- STUDY MATERIAL -
+--
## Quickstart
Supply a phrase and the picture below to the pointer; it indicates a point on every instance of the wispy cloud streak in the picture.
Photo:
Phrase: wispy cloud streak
+--
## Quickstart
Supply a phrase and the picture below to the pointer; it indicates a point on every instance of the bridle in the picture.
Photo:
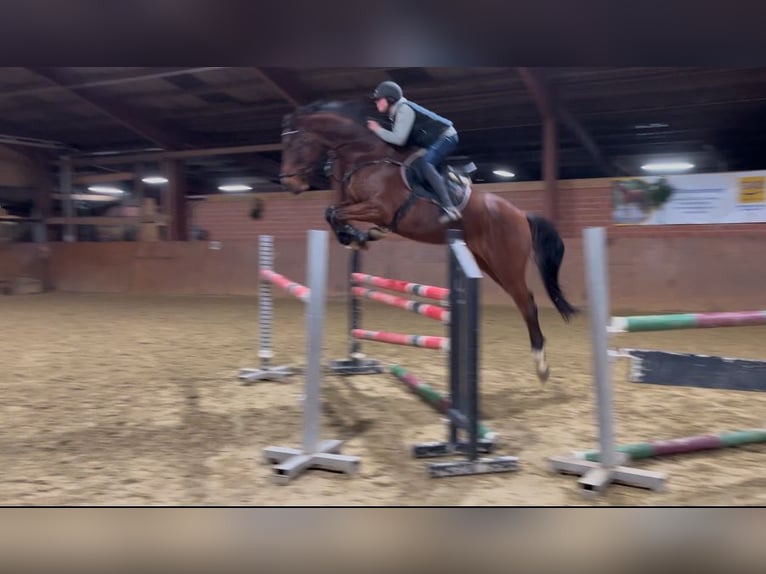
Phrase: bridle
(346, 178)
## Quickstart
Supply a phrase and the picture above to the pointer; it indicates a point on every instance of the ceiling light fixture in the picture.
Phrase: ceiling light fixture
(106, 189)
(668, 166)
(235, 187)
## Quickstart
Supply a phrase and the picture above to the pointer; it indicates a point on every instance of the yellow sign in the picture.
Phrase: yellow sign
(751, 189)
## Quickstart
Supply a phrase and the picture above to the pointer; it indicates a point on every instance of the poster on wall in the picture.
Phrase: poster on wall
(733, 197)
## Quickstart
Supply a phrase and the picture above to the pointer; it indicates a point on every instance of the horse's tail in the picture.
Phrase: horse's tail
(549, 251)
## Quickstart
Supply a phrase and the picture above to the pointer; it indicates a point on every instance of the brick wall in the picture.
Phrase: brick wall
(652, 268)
+--
- TRY IT -
Wherever the word "wispy" appears in the entries above, copy that line.

- RESULT -
Supply a phrase and the picture below to the pointer; it indicates a point on every instance of the wispy cloud streak in the picture.
Phrase: wispy cloud streak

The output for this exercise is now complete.